Over the past few years, the Biden administration has focused on regulating methane emissions in the production of oil and gas, including through venting and flaring. To this end, the EPA, BLM, and other agencies have issued regulations that may require us to make changes to our operations and may require us to pay a fee associated with our methane emissions. Additional regulatory actions targeting methane and other GHG emissions may be put in place in the future. We cannot predict, what effect, if any, such additional actions might have on our operations.
In addition, on January 26, 2024, the Biden Administration announced that it was pausing decisions on applications for new LNG export projects until the Department of Energy is able to adopt new parameters for analyzing the projects. These new parameters would include the review of the economic and environmental effects of new facilities on US climate goals and other factors. While this pause will not affect operating LNG facilities or facilities that have previously secured government approval, it will affect the approval process for future LNG facilities and for expansions of existing facilities. It is uncertain how long the pause will be in place and what changes to the analysis parameters will be adopted. If the pause is in place for an extended period of time or the new parameters adopted result in fewer new LNG projects being built in the future, the growth in LNG exports, which in the past few years has been strong, could be reduced and such reduction could have a negative effect on the price of US natural gas, which, in turn, could have a negative effect on our business and results of operations.

Records pointing to named objects:
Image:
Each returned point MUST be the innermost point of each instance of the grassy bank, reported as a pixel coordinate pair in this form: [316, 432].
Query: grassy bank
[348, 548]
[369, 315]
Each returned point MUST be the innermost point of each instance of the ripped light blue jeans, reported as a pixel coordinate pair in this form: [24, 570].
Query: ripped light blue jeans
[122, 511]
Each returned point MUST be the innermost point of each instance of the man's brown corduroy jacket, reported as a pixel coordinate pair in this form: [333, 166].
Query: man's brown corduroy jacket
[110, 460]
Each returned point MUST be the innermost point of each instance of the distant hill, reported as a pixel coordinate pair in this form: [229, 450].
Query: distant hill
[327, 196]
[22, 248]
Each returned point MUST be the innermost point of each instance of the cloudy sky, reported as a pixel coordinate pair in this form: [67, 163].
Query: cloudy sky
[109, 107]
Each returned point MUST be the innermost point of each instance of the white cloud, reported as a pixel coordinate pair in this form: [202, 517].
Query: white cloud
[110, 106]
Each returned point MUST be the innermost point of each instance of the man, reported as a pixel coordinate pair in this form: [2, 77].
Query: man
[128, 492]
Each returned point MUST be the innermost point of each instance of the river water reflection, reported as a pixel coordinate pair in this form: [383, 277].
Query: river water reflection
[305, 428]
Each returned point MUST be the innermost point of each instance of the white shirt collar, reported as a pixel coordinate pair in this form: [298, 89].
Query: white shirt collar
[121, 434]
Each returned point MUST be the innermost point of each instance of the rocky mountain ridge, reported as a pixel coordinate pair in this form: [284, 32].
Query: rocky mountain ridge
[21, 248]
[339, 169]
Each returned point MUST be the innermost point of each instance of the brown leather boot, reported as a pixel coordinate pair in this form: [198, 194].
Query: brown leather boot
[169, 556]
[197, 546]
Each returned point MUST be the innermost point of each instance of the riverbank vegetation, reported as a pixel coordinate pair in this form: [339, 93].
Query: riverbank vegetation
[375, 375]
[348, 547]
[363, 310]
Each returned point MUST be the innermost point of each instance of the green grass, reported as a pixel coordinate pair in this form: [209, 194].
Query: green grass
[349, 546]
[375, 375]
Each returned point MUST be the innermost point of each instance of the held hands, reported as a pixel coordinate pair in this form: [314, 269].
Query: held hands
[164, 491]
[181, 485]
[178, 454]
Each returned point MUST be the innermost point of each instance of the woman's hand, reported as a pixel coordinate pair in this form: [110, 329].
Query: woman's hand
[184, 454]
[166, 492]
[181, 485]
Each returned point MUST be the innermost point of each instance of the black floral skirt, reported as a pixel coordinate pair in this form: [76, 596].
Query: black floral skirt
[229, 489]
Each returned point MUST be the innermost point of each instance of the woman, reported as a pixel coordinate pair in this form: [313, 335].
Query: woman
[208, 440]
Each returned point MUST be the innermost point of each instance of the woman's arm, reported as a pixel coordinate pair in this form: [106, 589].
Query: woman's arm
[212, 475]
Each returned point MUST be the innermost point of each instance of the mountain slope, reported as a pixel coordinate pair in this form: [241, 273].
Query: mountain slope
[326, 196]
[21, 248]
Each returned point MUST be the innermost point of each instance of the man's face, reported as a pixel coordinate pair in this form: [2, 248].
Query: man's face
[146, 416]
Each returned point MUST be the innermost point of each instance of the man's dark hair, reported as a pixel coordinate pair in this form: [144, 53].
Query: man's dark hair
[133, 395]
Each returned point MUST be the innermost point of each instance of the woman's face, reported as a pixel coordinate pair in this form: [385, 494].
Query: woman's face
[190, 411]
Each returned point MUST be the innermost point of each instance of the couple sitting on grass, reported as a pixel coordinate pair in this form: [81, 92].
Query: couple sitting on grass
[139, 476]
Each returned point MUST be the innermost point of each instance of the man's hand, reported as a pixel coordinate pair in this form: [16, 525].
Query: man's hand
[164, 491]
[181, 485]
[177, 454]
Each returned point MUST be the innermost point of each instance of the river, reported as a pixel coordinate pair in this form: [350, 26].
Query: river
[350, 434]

◆ WRITTEN TASKS
(a) According to the risk disclosure above, on what date did the Biden Administration announce that it was pausing decisions on applications for new LNG export projects?
(b) Render this sentence from the risk disclosure in Spanish: "Additional regulatory actions targeting methane and other GHG emissions may be put in place in the future."

◆ SOLUTIONS TO THE TASKS
(a) January 26, 2024.

(b) Es posible que en el futuro se implementen medidas regulatorias adicionales dirigidas al metano y a otras emisiones de GEI.